* WHAT TO PRODUCE: Print every entry again exactly, with no pictures.

* SOURCE MATERIAL:
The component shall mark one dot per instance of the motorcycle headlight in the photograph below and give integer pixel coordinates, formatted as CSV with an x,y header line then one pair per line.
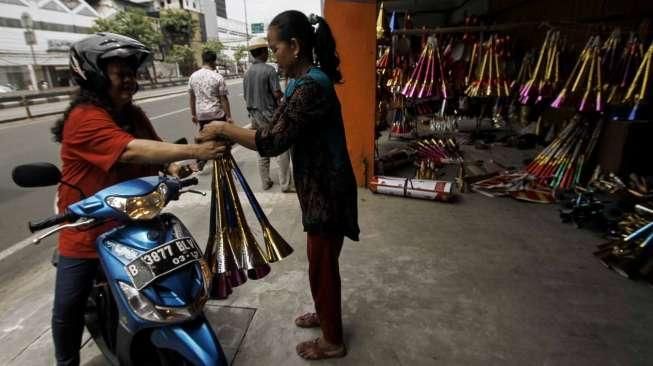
x,y
144,308
143,207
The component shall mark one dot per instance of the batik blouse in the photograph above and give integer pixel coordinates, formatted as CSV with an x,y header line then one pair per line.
x,y
309,123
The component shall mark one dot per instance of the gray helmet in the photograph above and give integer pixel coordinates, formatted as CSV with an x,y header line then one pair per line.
x,y
87,57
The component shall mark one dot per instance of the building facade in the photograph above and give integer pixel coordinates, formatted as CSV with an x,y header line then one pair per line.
x,y
55,25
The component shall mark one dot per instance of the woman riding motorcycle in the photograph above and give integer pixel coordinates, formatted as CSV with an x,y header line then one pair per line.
x,y
105,139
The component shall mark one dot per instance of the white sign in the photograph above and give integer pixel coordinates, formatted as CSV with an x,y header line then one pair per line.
x,y
61,45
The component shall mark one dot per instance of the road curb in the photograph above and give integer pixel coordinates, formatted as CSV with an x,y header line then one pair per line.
x,y
46,114
59,98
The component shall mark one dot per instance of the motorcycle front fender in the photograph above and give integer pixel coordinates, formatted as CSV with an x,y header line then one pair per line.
x,y
194,340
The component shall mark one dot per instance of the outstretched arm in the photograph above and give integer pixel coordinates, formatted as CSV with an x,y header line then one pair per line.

* RESPONSE AREA:
The component shall mark one dot per instance of the motorcycle headlight in the photograph below and give integer pixel coordinates, formatted as CSV with an x,y header line then one pair per line.
x,y
144,308
143,207
The component shall mark one dot per instance of the batik blouse in the photograph above and give integer pixel coordinates, formatted as CSV with an x,y header line then one pair per line.
x,y
309,123
The component shall mark one dot per instance of the gray helmet in the photograph above and give integer pixel coordinates, formatted as CSV with an x,y header line then one pair per line.
x,y
87,57
The component shall mark one dot per instance of the building facade in the photograph above and give integer pixel coordinates, formatted as CSV with an x,y header line then one pair per line.
x,y
55,25
The component shall mark one dot per instance of the woman riding motorcycle in the photograph above and give integer pixel coordinates, formatted as CSV with an x,y header line then one pair per line.
x,y
105,139
The component shall mark one dot per instance of the white sign in the photograph above and give integer pixel coordinates, formatted as CSV with an x,y header line then one pair per line.
x,y
61,45
The component shall mark one dot per instance of the road curb in the photograph above and give integer pixel coordinates, formatted as CSV with an x,y header line then one pair per line.
x,y
46,114
59,98
The component shall mark one dot per instance of the motorcycle front fender in the photograph above and give integer pixel coordinates, formatted as CSV with an x,y header line then one pair per line.
x,y
194,340
The component shall mark one dot per instance of the outstretched arm in the photograph above and give integer pixel coordinates, formatted as CSV with an x,y header line then one pair per line.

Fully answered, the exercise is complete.